======== DATA FOR THIS TASK ========

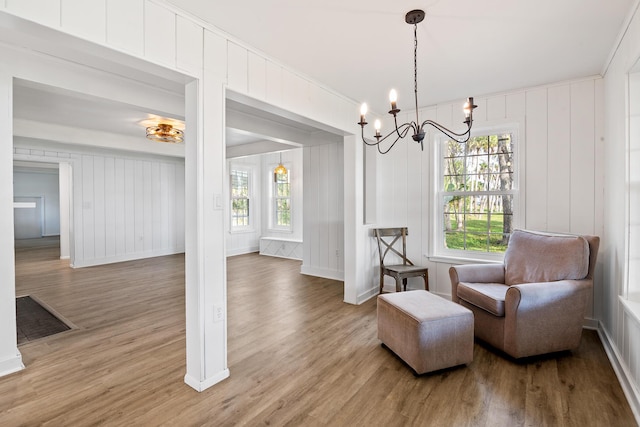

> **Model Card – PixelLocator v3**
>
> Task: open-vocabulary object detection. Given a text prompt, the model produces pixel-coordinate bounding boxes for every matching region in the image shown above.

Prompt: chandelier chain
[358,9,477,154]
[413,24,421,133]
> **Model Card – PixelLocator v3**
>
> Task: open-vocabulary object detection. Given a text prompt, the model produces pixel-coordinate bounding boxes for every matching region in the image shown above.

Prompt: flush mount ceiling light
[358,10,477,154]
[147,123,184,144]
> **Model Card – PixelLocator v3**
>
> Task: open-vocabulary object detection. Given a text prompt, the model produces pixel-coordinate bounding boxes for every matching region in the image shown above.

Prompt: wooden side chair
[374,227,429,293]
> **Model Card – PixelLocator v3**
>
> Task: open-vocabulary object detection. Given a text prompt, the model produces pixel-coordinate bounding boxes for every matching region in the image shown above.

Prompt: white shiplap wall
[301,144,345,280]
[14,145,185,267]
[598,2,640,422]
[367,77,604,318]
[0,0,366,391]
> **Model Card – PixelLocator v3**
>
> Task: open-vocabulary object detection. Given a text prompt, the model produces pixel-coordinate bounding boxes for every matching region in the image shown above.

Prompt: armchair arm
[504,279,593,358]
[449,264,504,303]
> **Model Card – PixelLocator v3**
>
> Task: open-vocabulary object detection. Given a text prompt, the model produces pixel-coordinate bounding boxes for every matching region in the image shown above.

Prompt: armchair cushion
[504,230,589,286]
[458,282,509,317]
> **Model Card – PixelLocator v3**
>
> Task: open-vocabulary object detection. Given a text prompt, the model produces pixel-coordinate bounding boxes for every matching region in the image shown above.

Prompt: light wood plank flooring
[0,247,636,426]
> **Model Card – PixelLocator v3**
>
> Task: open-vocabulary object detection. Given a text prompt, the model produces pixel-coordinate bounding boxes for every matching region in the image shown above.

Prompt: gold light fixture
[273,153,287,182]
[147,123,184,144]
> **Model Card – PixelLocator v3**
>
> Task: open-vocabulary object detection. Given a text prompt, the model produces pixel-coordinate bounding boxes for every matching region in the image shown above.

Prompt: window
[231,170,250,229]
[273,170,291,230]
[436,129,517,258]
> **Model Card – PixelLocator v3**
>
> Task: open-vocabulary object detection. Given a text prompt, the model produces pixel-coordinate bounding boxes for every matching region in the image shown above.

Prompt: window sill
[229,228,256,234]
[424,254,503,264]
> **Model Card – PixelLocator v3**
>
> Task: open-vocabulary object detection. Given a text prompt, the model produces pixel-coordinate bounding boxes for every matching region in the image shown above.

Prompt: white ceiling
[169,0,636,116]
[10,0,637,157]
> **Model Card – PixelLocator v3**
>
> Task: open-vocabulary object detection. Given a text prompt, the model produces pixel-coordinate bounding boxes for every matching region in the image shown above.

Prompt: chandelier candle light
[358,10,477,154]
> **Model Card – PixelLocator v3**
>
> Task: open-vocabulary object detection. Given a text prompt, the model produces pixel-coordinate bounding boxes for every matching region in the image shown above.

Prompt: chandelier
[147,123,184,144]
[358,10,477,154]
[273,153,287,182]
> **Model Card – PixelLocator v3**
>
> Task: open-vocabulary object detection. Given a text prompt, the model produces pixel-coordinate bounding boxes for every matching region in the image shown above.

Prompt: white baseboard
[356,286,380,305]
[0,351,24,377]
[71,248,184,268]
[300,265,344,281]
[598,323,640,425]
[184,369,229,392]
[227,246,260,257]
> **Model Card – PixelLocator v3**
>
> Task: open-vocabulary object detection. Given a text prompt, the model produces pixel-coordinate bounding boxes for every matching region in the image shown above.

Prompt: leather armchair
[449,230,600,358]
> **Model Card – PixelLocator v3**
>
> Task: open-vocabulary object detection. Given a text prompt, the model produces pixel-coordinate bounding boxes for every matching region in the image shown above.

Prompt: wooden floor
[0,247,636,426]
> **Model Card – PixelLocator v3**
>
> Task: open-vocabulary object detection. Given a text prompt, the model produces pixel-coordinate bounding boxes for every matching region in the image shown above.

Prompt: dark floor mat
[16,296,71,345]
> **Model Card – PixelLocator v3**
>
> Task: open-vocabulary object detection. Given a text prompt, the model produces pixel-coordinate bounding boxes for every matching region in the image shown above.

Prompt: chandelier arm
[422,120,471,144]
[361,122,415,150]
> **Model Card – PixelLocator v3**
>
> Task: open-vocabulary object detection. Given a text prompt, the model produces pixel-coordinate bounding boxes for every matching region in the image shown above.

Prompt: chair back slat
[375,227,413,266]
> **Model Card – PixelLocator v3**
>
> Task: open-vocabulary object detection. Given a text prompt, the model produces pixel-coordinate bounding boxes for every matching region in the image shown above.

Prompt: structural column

========
======== DATA FOR THIS TASK ========

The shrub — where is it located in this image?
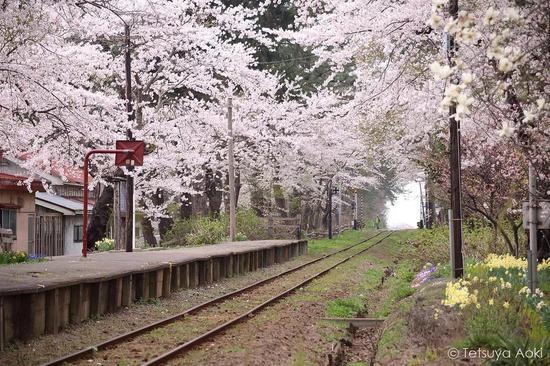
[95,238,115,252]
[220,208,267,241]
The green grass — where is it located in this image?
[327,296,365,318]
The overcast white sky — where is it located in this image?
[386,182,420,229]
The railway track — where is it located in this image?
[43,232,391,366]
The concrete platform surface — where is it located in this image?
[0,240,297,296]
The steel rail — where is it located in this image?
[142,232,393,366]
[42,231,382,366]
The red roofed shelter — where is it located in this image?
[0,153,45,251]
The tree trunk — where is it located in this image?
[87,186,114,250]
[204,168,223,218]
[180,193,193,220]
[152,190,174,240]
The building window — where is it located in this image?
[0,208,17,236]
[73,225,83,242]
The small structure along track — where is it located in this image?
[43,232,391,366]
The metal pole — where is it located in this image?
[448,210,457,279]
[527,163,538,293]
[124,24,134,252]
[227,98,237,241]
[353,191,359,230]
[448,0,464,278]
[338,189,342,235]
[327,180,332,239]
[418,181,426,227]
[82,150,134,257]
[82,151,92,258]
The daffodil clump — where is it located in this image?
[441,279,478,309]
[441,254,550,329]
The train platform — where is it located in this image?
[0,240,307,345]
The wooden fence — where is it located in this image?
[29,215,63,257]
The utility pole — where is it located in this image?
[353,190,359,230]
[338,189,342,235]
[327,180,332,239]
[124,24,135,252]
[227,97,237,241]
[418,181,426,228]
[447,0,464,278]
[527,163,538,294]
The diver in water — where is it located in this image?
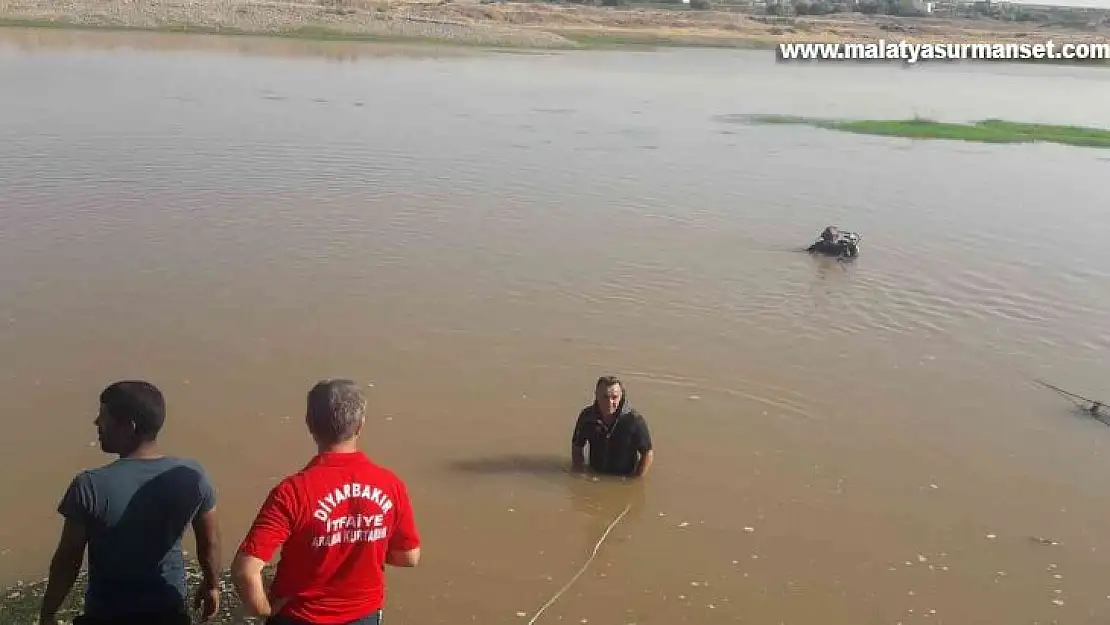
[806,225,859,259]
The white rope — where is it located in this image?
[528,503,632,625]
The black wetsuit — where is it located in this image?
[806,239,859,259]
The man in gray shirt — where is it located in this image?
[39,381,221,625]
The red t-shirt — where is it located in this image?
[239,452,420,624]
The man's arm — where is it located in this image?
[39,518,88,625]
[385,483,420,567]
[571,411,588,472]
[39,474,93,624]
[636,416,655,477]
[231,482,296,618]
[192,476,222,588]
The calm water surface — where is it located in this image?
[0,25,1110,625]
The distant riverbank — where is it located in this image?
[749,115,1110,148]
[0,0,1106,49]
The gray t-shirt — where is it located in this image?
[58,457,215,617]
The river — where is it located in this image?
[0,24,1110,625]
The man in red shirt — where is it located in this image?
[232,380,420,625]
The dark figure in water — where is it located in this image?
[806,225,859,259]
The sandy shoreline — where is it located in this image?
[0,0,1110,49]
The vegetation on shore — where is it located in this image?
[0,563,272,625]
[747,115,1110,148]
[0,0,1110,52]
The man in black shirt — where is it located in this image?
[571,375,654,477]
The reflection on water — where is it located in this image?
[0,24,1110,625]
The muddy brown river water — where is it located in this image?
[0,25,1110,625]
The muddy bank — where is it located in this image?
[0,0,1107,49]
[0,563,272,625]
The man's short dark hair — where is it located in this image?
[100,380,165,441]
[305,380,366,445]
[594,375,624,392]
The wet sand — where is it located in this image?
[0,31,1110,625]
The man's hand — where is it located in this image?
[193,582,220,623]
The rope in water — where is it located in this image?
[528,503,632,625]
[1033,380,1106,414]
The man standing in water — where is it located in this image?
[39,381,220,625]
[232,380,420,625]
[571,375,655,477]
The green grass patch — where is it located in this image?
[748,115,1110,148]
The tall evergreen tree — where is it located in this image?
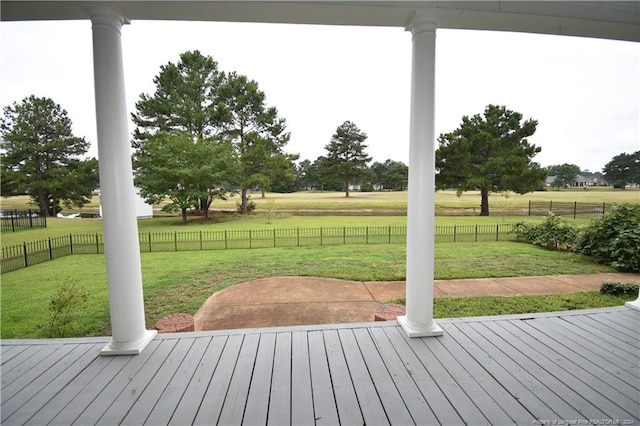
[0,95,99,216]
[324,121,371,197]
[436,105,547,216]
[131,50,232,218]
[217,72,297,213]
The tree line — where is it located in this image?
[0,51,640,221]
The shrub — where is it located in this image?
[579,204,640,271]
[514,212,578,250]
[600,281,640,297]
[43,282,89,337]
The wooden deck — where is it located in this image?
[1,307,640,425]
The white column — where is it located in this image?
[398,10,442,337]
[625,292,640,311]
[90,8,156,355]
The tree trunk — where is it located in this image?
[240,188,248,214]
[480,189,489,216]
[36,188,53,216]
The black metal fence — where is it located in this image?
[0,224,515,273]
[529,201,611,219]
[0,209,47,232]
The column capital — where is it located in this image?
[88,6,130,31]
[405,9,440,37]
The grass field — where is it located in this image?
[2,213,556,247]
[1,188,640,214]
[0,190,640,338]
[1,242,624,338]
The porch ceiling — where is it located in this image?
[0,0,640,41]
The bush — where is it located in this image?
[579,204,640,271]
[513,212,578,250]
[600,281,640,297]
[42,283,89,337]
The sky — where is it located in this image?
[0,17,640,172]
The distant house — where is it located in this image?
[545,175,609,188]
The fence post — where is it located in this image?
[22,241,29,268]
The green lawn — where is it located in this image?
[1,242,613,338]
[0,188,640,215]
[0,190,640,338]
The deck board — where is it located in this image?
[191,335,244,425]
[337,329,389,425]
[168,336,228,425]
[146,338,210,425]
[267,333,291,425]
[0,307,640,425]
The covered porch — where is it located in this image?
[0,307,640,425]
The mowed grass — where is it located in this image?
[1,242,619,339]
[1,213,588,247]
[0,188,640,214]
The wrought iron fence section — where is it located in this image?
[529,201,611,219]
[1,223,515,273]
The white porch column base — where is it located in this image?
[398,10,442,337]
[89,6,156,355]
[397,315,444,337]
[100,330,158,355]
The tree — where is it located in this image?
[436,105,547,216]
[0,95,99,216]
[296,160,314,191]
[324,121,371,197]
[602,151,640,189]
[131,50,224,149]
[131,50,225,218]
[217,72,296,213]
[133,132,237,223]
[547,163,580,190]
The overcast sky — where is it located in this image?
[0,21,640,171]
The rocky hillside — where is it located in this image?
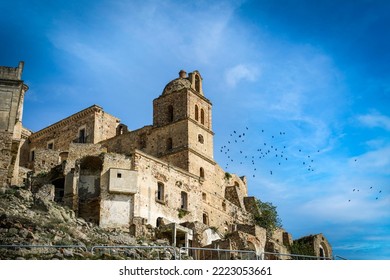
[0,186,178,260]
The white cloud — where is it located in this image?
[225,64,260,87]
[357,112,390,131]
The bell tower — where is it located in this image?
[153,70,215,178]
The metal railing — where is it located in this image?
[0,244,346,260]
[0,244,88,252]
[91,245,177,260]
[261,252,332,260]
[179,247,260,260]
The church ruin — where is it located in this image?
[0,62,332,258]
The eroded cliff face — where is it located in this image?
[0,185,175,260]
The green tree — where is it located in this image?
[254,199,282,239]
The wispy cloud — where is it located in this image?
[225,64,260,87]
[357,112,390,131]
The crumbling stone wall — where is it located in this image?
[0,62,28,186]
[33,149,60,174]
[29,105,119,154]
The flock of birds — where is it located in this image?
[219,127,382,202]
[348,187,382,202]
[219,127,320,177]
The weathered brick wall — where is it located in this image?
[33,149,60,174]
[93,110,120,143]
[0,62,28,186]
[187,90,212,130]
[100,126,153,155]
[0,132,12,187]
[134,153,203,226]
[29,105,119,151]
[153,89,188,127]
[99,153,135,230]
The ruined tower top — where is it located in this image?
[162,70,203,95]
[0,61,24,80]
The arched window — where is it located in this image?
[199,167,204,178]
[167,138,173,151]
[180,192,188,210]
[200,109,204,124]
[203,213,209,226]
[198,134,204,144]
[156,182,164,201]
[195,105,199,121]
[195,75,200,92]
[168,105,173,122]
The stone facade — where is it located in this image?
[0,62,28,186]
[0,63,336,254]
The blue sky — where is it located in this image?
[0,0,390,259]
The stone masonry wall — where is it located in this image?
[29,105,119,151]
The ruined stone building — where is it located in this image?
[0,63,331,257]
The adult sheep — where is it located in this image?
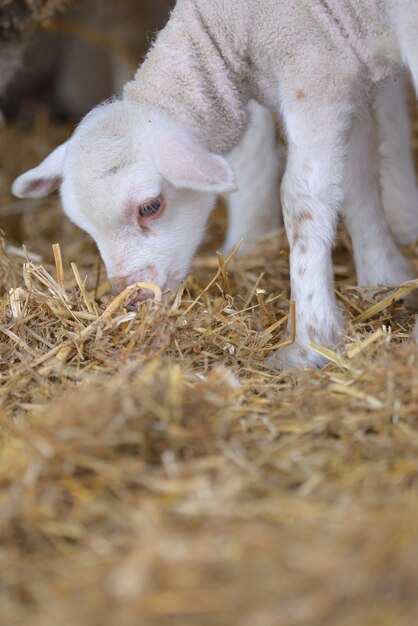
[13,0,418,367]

========
======== DATA FOR THIS TASK ========

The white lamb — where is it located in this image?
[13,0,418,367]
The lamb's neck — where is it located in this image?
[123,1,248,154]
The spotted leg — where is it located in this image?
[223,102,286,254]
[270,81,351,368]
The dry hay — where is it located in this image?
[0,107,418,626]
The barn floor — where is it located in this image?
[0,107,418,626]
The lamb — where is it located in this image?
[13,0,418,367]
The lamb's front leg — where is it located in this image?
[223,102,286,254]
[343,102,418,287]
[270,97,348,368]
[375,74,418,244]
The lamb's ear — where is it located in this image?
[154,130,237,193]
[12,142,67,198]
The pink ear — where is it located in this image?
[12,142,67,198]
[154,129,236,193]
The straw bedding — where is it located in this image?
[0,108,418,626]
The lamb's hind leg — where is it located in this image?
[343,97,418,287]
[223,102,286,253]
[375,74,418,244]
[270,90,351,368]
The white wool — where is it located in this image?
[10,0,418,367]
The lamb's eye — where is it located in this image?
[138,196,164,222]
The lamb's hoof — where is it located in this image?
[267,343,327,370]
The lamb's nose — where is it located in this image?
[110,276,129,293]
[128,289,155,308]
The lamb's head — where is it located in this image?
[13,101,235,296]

========

(WHAT TO WORK ON):
Find each line in the rows above that contains the word "chandelier", and copy those lines.

(THE ANSWER):
Prompt: chandelier chain
Prompt: chandelier candle light
Prompt: chandelier
Prompt: chandelier arm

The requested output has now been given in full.